## AIM OF THE EXERCISE
Format every line of the records below as a Markdown table with the columns Row and Text. Number each row, skip blank lines, and leave the pictures out.
○ ○ ○
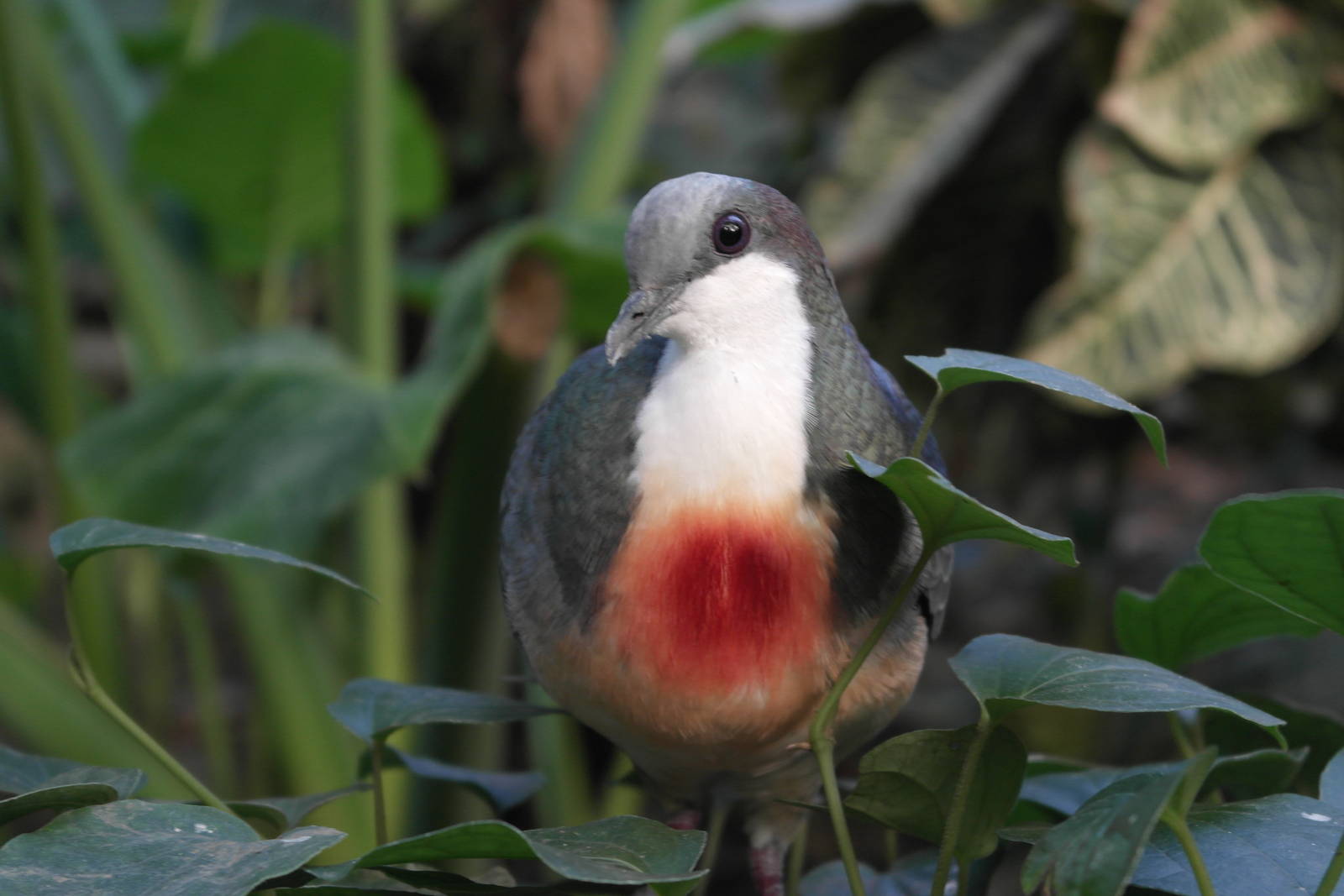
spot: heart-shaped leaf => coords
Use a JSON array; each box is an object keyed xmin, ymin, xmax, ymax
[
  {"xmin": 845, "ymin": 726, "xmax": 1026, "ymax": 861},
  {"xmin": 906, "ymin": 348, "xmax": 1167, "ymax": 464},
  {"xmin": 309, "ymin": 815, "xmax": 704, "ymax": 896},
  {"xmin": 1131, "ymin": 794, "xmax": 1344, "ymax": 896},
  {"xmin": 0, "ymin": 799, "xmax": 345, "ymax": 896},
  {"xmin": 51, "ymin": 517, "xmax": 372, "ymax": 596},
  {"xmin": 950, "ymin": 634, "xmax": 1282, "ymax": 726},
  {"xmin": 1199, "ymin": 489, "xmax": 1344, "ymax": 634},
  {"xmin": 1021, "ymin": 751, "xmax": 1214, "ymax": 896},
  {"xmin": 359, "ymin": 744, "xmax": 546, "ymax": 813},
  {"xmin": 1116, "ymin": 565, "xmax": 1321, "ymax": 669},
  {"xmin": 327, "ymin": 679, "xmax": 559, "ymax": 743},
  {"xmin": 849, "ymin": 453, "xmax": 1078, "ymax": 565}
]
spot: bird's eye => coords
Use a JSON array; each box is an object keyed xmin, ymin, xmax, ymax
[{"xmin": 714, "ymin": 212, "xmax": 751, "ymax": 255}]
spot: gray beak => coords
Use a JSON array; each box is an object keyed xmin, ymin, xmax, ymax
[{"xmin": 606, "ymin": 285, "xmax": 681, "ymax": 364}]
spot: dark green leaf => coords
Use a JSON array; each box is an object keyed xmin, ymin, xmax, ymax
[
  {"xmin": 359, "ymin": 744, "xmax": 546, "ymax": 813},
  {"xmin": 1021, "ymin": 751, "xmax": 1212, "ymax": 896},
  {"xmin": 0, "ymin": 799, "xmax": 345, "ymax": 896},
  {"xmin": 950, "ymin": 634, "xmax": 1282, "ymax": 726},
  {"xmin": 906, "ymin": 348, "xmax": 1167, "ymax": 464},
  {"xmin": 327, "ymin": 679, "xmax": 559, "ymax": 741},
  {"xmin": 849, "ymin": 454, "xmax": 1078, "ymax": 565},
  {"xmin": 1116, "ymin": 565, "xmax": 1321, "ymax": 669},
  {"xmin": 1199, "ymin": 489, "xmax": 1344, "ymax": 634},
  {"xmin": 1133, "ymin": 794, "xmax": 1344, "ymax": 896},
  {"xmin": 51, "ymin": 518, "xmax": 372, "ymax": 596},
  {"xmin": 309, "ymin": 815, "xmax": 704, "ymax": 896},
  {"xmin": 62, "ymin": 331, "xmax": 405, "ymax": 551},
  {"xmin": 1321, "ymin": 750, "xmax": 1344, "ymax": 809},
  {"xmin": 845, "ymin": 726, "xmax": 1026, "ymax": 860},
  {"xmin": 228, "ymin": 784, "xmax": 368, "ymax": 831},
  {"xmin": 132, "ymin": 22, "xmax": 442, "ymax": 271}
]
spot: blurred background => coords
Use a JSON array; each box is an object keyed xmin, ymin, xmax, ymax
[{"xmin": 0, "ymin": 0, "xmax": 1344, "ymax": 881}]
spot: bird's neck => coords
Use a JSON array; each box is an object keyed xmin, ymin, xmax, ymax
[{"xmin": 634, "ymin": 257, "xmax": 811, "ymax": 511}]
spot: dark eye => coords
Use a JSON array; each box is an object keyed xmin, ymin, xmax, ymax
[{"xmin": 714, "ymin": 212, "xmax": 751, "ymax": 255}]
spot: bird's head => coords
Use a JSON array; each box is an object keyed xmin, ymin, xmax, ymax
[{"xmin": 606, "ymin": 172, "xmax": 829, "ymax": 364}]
○ ○ ○
## SOLVED PROBLEM
| Row | Text |
|---|---|
| 1 | spot: heart-shaped leaf => coords |
| 2 | Use a JSON array; each box is an object keyed xmin, ymin, xmax, ymax |
| 3 | [ |
| 4 |   {"xmin": 845, "ymin": 726, "xmax": 1026, "ymax": 861}, |
| 5 |   {"xmin": 906, "ymin": 348, "xmax": 1167, "ymax": 464}, |
| 6 |   {"xmin": 309, "ymin": 815, "xmax": 704, "ymax": 896}, |
| 7 |   {"xmin": 1131, "ymin": 794, "xmax": 1344, "ymax": 896}, |
| 8 |   {"xmin": 0, "ymin": 799, "xmax": 345, "ymax": 896}, |
| 9 |   {"xmin": 51, "ymin": 517, "xmax": 372, "ymax": 596}, |
| 10 |   {"xmin": 950, "ymin": 634, "xmax": 1282, "ymax": 726}, |
| 11 |   {"xmin": 1199, "ymin": 489, "xmax": 1344, "ymax": 634}, |
| 12 |   {"xmin": 1021, "ymin": 751, "xmax": 1214, "ymax": 896}, |
| 13 |   {"xmin": 359, "ymin": 744, "xmax": 546, "ymax": 813}, |
| 14 |   {"xmin": 1116, "ymin": 565, "xmax": 1321, "ymax": 669}, |
| 15 |   {"xmin": 327, "ymin": 679, "xmax": 559, "ymax": 743}, |
| 16 |   {"xmin": 849, "ymin": 453, "xmax": 1078, "ymax": 565} |
| 17 | ] |
| 18 | spot: bird's eye => coords |
| 19 | Use a JSON array; each box is an object keyed xmin, ymin, xmax, ymax |
| 20 | [{"xmin": 714, "ymin": 212, "xmax": 751, "ymax": 255}] |
| 21 | spot: gray beak => coords |
| 22 | Use a JSON array; each box is an object keyed xmin, ymin, xmax, ymax |
| 23 | [{"xmin": 606, "ymin": 285, "xmax": 681, "ymax": 364}] |
| 24 | spot: dark green leaf => coords |
| 25 | Use a JSON array; each box is an object keyed xmin, ymin, xmax, ymax |
| 26 | [ |
| 27 |   {"xmin": 359, "ymin": 744, "xmax": 546, "ymax": 813}, |
| 28 |   {"xmin": 1021, "ymin": 751, "xmax": 1212, "ymax": 896}, |
| 29 |   {"xmin": 0, "ymin": 799, "xmax": 345, "ymax": 896}, |
| 30 |   {"xmin": 950, "ymin": 634, "xmax": 1282, "ymax": 726}, |
| 31 |   {"xmin": 906, "ymin": 348, "xmax": 1167, "ymax": 464}, |
| 32 |   {"xmin": 327, "ymin": 679, "xmax": 559, "ymax": 741}, |
| 33 |   {"xmin": 849, "ymin": 454, "xmax": 1078, "ymax": 565}, |
| 34 |   {"xmin": 1116, "ymin": 565, "xmax": 1321, "ymax": 669}, |
| 35 |   {"xmin": 1199, "ymin": 489, "xmax": 1344, "ymax": 634}, |
| 36 |   {"xmin": 1133, "ymin": 794, "xmax": 1344, "ymax": 896}, |
| 37 |   {"xmin": 51, "ymin": 518, "xmax": 372, "ymax": 596}, |
| 38 |   {"xmin": 309, "ymin": 815, "xmax": 704, "ymax": 896}, |
| 39 |   {"xmin": 62, "ymin": 331, "xmax": 405, "ymax": 551}, |
| 40 |   {"xmin": 1321, "ymin": 750, "xmax": 1344, "ymax": 809}, |
| 41 |   {"xmin": 845, "ymin": 726, "xmax": 1026, "ymax": 860}, |
| 42 |   {"xmin": 228, "ymin": 784, "xmax": 368, "ymax": 831}, |
| 43 |   {"xmin": 132, "ymin": 22, "xmax": 442, "ymax": 271} |
| 44 | ] |
| 45 | spot: blurred background => coords |
| 46 | Use a JSON array; each box is an object keyed xmin, ymin, xmax, ymax |
| 47 | [{"xmin": 0, "ymin": 0, "xmax": 1344, "ymax": 881}] |
| 48 | spot: bird's neck => coords |
| 49 | Use a JSON array; each box is an object keyed xmin, ymin, xmax, ymax |
| 50 | [{"xmin": 634, "ymin": 257, "xmax": 811, "ymax": 511}] |
| 51 | spot: dark eye => coords |
| 52 | Use a JSON array; each box is an object keyed xmin, ymin, xmax, ymax |
| 53 | [{"xmin": 714, "ymin": 212, "xmax": 751, "ymax": 255}] |
| 54 | spot: bird's head => coords |
| 55 | Use a JSON array; each box is an object keyed xmin, ymin, xmax, ymax |
| 56 | [{"xmin": 606, "ymin": 172, "xmax": 829, "ymax": 364}] |